## Start

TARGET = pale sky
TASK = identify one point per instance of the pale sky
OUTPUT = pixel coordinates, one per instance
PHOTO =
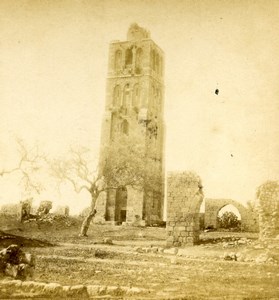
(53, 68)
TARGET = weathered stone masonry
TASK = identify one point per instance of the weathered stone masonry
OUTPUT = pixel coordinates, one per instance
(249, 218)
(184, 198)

## End
## Start

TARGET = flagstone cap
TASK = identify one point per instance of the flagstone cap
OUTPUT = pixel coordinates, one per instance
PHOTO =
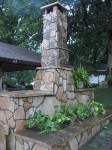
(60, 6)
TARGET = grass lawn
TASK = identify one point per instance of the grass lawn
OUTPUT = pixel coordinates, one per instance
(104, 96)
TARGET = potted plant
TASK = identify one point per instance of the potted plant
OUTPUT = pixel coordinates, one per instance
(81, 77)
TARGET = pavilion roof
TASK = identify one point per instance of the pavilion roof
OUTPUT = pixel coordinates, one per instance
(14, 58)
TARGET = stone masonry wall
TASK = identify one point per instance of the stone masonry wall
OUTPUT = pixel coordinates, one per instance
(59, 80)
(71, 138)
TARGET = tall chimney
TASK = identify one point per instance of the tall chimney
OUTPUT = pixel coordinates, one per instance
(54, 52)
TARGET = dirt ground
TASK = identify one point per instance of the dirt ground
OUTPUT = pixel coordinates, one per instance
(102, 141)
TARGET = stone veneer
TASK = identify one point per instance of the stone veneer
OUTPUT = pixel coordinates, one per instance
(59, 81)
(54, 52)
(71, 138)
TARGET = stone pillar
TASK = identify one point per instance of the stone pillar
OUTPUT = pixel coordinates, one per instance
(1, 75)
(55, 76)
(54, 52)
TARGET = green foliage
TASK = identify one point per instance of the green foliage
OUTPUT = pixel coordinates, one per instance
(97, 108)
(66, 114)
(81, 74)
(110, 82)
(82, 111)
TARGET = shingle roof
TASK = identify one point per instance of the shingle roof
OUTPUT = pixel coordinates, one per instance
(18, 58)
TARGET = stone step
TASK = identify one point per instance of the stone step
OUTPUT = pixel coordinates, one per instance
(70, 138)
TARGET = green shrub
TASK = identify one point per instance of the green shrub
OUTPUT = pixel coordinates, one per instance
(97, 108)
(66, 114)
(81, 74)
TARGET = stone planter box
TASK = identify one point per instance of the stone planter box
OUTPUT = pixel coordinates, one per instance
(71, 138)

## End

▸ Do this: Count the lines in the material above that contain the string "pavilion", treating uppercase and lowercase as different, and reply with the number alone.

▸ Response: 2